* **Exercise task**
Pull out every line in the entries below that contains the word "finger", matching case exactly.

>> START Source material

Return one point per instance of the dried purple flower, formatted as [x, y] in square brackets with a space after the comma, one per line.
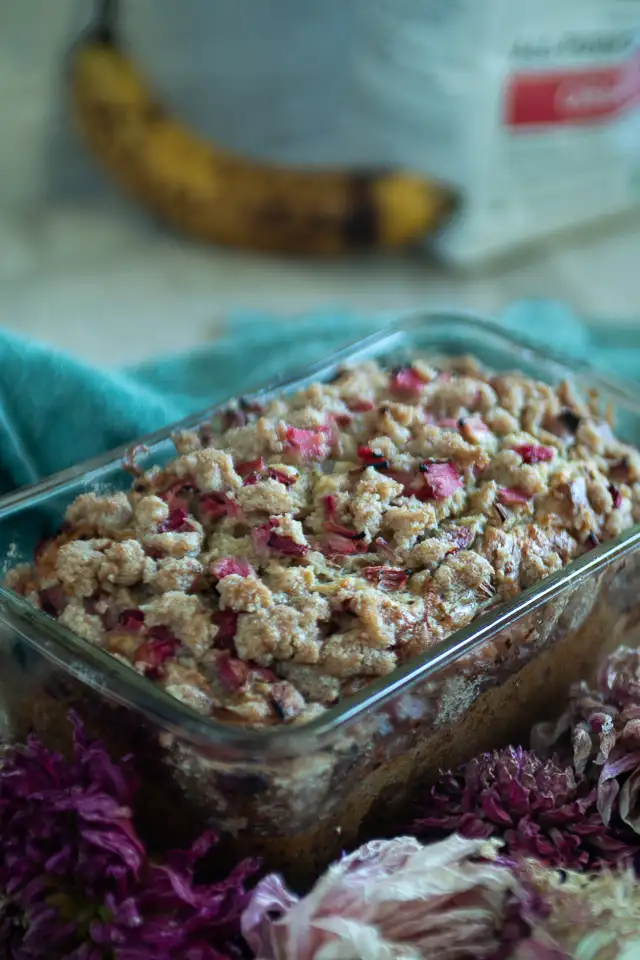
[601, 726]
[593, 915]
[537, 807]
[77, 879]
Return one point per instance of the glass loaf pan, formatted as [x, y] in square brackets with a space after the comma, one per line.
[300, 794]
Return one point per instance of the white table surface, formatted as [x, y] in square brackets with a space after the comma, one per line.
[104, 285]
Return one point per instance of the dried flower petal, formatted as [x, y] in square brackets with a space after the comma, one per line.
[77, 880]
[539, 808]
[602, 727]
[397, 899]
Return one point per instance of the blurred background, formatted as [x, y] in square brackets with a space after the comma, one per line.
[338, 82]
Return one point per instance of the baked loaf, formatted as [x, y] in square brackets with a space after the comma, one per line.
[307, 544]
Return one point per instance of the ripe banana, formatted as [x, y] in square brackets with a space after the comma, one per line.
[215, 196]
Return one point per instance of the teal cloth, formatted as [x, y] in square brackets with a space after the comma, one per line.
[56, 411]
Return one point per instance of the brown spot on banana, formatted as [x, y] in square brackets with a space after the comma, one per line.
[215, 196]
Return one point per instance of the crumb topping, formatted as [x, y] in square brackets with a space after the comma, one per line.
[302, 547]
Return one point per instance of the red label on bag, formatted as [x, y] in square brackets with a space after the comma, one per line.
[572, 96]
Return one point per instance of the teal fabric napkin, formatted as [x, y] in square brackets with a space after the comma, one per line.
[56, 411]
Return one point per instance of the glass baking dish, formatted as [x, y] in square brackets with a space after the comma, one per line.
[299, 794]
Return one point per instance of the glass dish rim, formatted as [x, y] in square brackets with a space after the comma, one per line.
[126, 687]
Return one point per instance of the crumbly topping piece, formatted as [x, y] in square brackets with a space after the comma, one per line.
[306, 544]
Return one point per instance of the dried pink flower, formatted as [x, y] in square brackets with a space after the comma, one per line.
[537, 807]
[398, 900]
[603, 728]
[76, 879]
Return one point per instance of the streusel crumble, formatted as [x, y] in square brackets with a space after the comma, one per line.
[319, 540]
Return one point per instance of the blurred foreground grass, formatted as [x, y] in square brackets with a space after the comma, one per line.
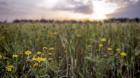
[56, 50]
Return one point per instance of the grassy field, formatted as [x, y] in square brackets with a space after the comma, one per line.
[65, 50]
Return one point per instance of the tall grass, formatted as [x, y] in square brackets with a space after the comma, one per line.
[88, 50]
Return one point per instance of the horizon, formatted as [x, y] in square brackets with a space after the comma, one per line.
[69, 9]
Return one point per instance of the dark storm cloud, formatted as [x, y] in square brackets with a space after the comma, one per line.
[12, 9]
[130, 11]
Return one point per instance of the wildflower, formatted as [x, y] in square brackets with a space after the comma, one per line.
[45, 48]
[35, 65]
[9, 68]
[0, 56]
[123, 54]
[51, 49]
[39, 52]
[109, 49]
[49, 54]
[39, 59]
[103, 40]
[28, 52]
[118, 49]
[50, 59]
[15, 56]
[78, 35]
[101, 45]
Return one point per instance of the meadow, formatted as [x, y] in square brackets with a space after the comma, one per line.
[70, 50]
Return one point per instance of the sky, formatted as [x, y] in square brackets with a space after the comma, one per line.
[68, 9]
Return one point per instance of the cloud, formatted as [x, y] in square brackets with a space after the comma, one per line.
[60, 8]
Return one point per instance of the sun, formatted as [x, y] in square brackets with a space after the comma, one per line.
[101, 9]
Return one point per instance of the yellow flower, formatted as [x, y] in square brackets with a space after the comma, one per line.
[123, 54]
[101, 45]
[9, 68]
[28, 52]
[15, 56]
[103, 40]
[39, 52]
[39, 59]
[0, 56]
[109, 49]
[45, 48]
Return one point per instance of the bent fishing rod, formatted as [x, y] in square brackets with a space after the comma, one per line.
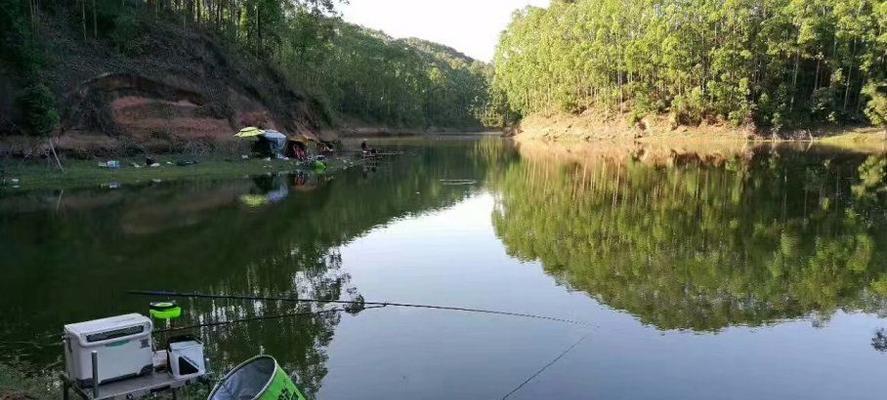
[195, 295]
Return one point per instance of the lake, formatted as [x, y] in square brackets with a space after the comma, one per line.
[728, 273]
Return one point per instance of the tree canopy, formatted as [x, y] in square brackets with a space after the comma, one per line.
[771, 62]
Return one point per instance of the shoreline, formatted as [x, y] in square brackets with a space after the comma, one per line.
[27, 176]
[592, 128]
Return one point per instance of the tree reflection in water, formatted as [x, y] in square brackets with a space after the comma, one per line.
[703, 243]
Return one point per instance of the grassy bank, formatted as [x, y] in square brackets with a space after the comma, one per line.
[590, 127]
[25, 383]
[37, 175]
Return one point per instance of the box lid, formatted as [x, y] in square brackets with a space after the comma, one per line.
[103, 324]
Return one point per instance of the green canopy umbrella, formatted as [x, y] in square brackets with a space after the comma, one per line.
[249, 132]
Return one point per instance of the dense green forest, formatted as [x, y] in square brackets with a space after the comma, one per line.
[773, 63]
[359, 75]
[704, 246]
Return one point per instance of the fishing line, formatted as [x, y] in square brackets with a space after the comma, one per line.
[550, 363]
[154, 293]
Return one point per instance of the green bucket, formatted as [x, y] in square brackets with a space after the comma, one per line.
[259, 378]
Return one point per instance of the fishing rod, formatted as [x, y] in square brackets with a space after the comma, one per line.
[168, 294]
[252, 319]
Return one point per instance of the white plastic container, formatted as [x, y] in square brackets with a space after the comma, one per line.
[122, 344]
[186, 359]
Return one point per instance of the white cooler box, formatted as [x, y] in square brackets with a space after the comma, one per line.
[123, 344]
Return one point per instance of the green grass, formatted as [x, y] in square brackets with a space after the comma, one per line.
[22, 383]
[34, 175]
[15, 384]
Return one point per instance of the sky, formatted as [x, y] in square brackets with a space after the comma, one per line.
[470, 26]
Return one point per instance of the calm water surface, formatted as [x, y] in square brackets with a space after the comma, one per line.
[756, 274]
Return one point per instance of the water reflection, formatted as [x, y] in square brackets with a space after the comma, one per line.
[693, 239]
[701, 242]
[72, 256]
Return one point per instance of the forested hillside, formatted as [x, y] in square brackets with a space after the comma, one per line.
[770, 63]
[283, 54]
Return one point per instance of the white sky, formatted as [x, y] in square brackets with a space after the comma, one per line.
[470, 26]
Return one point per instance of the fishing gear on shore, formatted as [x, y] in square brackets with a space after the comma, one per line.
[355, 305]
[252, 319]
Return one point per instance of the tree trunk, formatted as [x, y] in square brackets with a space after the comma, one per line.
[791, 106]
[95, 22]
[83, 15]
[849, 74]
[258, 30]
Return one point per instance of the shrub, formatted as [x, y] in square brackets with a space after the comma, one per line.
[36, 104]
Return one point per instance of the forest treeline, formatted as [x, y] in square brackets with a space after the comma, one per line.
[772, 63]
[360, 75]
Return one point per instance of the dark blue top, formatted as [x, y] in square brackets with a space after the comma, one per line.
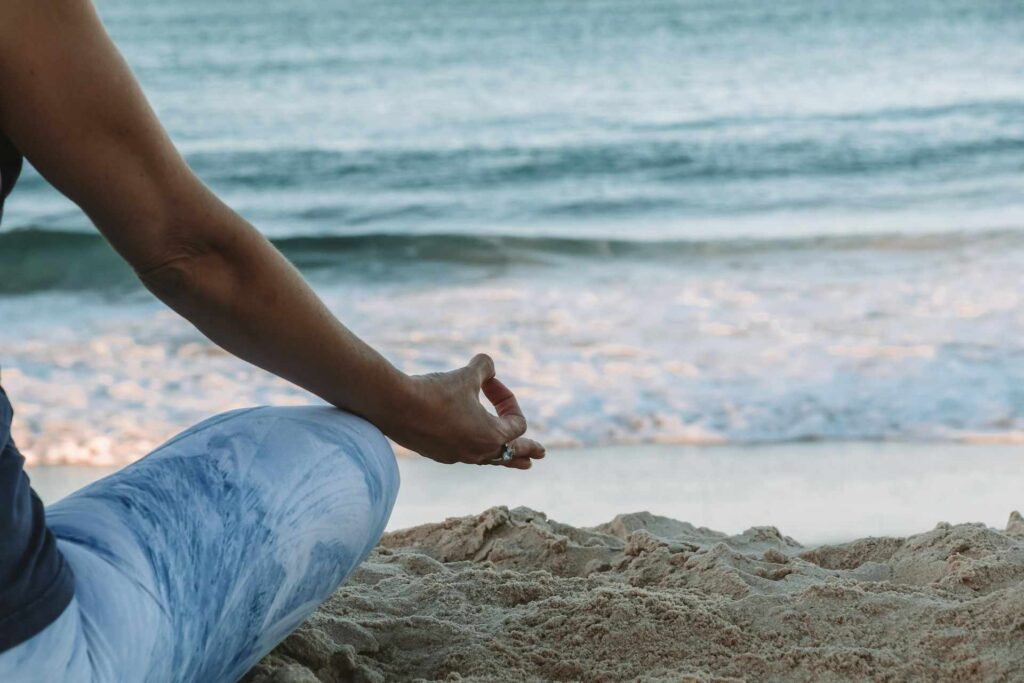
[36, 584]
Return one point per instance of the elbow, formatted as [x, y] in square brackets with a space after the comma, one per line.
[172, 280]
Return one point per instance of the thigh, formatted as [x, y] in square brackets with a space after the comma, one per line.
[59, 652]
[220, 543]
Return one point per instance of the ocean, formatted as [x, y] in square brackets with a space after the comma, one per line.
[677, 222]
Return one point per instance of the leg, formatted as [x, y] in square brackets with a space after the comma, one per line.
[196, 561]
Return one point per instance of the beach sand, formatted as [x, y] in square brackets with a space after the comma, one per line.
[514, 596]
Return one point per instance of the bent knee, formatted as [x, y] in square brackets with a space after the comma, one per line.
[332, 442]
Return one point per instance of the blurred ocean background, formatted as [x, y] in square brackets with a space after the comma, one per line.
[685, 221]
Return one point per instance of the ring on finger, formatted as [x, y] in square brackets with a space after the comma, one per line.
[508, 453]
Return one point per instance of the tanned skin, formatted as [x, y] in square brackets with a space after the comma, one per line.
[71, 104]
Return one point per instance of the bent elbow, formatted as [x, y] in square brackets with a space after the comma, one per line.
[172, 280]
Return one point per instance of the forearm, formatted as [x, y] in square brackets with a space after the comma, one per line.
[243, 294]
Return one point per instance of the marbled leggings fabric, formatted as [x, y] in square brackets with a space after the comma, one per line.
[194, 562]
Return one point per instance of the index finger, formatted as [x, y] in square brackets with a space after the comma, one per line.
[506, 404]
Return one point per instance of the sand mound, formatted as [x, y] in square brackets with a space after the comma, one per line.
[511, 595]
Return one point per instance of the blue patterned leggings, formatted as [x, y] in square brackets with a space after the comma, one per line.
[194, 562]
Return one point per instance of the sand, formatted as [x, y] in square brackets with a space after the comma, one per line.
[514, 596]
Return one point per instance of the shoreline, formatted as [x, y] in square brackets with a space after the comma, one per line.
[818, 493]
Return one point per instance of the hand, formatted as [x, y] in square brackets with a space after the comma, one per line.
[442, 418]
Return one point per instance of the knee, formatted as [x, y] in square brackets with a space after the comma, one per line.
[330, 445]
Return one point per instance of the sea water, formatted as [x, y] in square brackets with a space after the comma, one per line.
[674, 222]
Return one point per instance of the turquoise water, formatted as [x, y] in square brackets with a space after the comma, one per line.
[670, 221]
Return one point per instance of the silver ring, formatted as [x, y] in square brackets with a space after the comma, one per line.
[508, 453]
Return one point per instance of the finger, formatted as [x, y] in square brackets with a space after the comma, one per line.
[481, 369]
[507, 407]
[519, 464]
[527, 447]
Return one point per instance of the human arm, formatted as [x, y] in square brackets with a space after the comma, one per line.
[70, 103]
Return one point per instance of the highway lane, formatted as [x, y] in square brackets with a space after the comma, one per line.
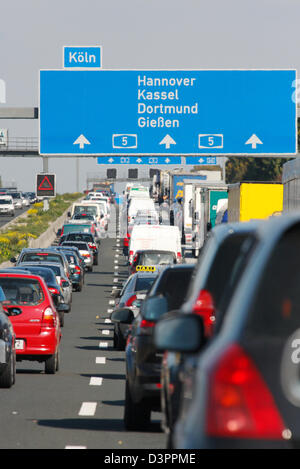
[82, 405]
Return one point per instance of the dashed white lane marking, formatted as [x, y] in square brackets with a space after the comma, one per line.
[88, 409]
[100, 360]
[103, 345]
[75, 447]
[95, 381]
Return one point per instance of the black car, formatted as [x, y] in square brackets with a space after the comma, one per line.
[246, 390]
[216, 275]
[136, 288]
[143, 361]
[7, 347]
[85, 237]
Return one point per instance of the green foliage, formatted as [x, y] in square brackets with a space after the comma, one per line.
[13, 240]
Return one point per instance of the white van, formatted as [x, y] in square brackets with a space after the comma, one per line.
[137, 204]
[155, 237]
[7, 205]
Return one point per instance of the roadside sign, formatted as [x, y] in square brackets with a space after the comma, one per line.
[167, 112]
[79, 57]
[45, 185]
[139, 160]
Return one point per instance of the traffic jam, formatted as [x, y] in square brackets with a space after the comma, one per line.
[205, 318]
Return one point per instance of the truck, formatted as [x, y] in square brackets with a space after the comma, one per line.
[254, 200]
[202, 213]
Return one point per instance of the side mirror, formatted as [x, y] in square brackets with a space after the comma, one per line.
[123, 315]
[116, 293]
[154, 307]
[62, 307]
[180, 333]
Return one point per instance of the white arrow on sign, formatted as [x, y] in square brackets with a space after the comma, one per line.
[254, 141]
[168, 141]
[81, 141]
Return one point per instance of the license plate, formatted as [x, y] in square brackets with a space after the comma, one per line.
[20, 344]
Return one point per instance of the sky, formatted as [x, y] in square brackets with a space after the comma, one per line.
[134, 34]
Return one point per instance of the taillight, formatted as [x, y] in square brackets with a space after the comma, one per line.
[130, 300]
[205, 308]
[239, 402]
[48, 318]
[146, 324]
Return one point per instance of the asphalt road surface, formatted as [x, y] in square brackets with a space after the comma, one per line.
[82, 405]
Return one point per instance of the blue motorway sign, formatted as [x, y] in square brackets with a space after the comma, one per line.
[139, 160]
[82, 57]
[198, 160]
[179, 112]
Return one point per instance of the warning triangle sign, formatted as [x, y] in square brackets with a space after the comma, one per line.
[45, 185]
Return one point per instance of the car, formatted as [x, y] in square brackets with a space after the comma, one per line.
[245, 394]
[143, 361]
[135, 289]
[51, 282]
[64, 283]
[87, 238]
[152, 257]
[34, 318]
[85, 252]
[6, 205]
[216, 275]
[7, 348]
[43, 255]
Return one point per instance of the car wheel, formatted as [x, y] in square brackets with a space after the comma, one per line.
[136, 415]
[51, 364]
[7, 378]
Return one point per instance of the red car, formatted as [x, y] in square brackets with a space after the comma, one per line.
[34, 318]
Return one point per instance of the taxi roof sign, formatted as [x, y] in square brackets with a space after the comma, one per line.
[145, 268]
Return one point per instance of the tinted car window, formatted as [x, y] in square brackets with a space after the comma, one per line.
[144, 283]
[276, 306]
[174, 285]
[22, 291]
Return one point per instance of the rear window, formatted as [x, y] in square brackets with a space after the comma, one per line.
[41, 257]
[276, 305]
[174, 285]
[21, 291]
[144, 283]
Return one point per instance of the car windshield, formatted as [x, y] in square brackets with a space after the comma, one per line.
[21, 291]
[157, 258]
[41, 257]
[144, 283]
[89, 210]
[80, 246]
[80, 237]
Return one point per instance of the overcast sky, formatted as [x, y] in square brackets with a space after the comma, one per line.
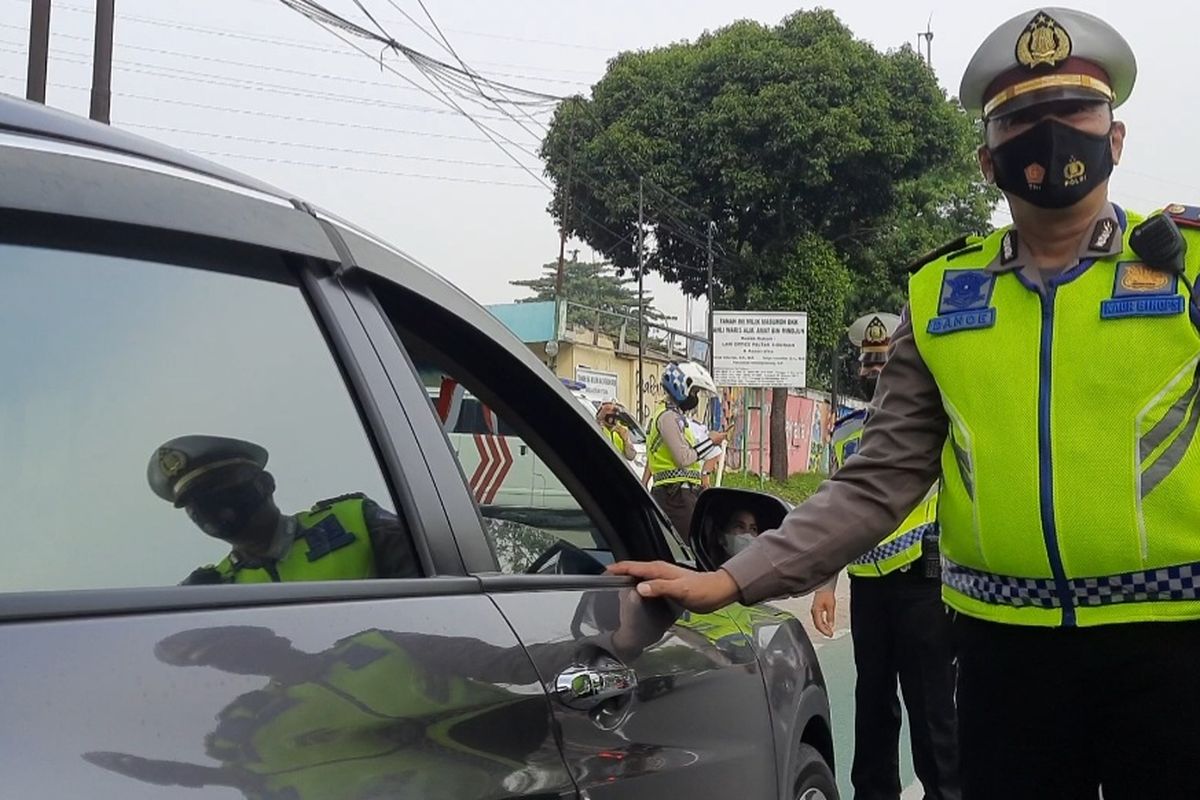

>> END Source material

* **Full output**
Return one point per instance of the ring on finger, formatted as [x, y] in square brackets with a space after the comma, one per line.
Return one point per instance of the index finger, formatted as [x, y] in square brackets with a space after the comma, one per line.
Return one point per instance of the finger, formatted as [x, y] in square brackets with a space after the comma, one per line.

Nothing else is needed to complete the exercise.